What to work on
A – In the event-planning passage, what does the word "xenial" mean?
B – Rewrite the paragraph of the event-planning passage that begins "Better known as catering" as a short bulleted list that keeps its main facts.
C – Carry on the event-planning passage from the point where it stops.

Because the continent of Africa has thousands of ethnic groups, some with their own languages and cultures, being unambiguous and clear about everything is terribly important in a conference setting. There is much that can be lost in translation between cultures, and when one caters to so many nationalities all under one roof, a simple and easy response or solution goes a long way to ensuring all runs smoothly. All directions and signage must be translated into all main languages at any event.

V – Victuals

Better known as catering, victuals play a huge part in ensuring an event is a success. Food can often make or break the memorable quality of a function more than some of the other elements – especially if your event is a banquet! According to Event Focus, it is of “utmost importance that you hire a professional caterer for your function”. Choosing the style you want your food served in and catering to allergies or food preferences is also important, so communication is key in ensuring everyone is satisfied.

W – WiFi

It may seem trivial, but free or discounted WiFi has fast-become one of the pillars of a successful conference or expo. Not only are delegates – often from abroad – able to communicate with each other at minimal cost, but media are able to stay in touch with the outside world, and events benefit significantly from social media hype by all attendees. According to Corbin Ball Associates, planners are pressing venues for free event WiFi and are making this a key criterion for venue selection. Ian Bull, Head of Sales Business Development for the Wireless Technology Group for Cisco, says there is “significant growth potential for Wi-Fi using micro cells and Wi-Fi Hotspot 2.0 technology. Even very large venues with thousands of simultaneous users can be managed in a way that good quality wireless internet signal can be provided.”

X – Xenial

This pretty little word essentially means ‘of or concerning hospitality towards guests’. And there’s no continent that’s better at hospitality than Africa. Generally a very warm and relational place, quality hospitality is a given – but there’s always room to go the extra mile. “Customer satisfaction is more than just a smile when you greet a customer,” says Flavio Martins of Business 2 Community. “Knowing the customer base is at the heart of it. A customer booking a stay at a beachside resort has different expectations than a customer staying in a convention hotel. When you learn to master the needs of the customer and to deliver consistently and effectively on those needs you begin to create overwhelming customer loyalty.”

Source information
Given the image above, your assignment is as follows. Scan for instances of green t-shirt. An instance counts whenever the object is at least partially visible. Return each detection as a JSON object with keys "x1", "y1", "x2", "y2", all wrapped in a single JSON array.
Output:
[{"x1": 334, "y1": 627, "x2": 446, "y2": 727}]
...
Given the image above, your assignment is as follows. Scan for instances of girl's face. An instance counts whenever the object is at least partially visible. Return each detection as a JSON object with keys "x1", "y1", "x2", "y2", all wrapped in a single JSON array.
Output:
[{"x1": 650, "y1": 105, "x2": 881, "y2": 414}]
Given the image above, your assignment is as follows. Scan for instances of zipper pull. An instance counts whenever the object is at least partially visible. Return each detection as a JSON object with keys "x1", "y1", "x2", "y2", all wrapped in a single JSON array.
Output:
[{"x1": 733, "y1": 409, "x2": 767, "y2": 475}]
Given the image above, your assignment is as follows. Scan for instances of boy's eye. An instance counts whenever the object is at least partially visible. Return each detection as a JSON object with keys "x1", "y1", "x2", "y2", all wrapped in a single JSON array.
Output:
* * *
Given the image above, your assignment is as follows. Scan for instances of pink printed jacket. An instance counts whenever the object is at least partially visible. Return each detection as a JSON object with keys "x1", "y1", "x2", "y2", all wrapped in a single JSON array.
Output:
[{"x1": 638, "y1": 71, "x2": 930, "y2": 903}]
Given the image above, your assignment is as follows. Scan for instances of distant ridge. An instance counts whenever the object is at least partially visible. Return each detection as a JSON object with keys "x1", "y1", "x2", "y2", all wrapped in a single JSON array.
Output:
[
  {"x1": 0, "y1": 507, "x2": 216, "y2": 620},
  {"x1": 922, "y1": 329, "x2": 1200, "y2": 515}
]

Results for each task
A – It means "of or concerning hospitality towards guests."

B –
- Victuals, or catering, play a huge part in an event's success.
- Food can make or break how memorable a function is, especially at a banquet.
- Event Focus calls hiring a professional caterer of "utmost importance."
- The serving style and any allergies or food preferences also matter, so communication is key to satisfying everyone.

C –
Y – Youth

Tapping into Africa’s youth is becoming a fundamental part of business events these days. One of the main reasons for this is the fact that over 65% of the continent’s entire population is below the age of 35 – making the so-called ‘millenials’ a valuable commodity in the 21st century. Tapping into this market is difficult but doable, and realising that the youth will essentially be us in the future is the first step towards including them. “Young travellers today are the family and corporate travellers of tomorrow so it’s really important for us to work in this space,” says Tim Lowther, Manager Leisure Market & Special Segments in Emirates Global Sales. The World Youth and Student Travel Conference reiterate his words saying last November, “The youth sector provides a significant contribution to total tourism receipts and will play an important role in the future…”

Z – Zeal

Zeal or passion for the job is one of the main things that any event planner needs – whether working in Africa or internationally. As Chris Catoggio, an independent events service professional says, “A successful event manager needs to be enthusiastic and passionate about what they do. Enthusiasm and passion brings about creativity and generates excitement.”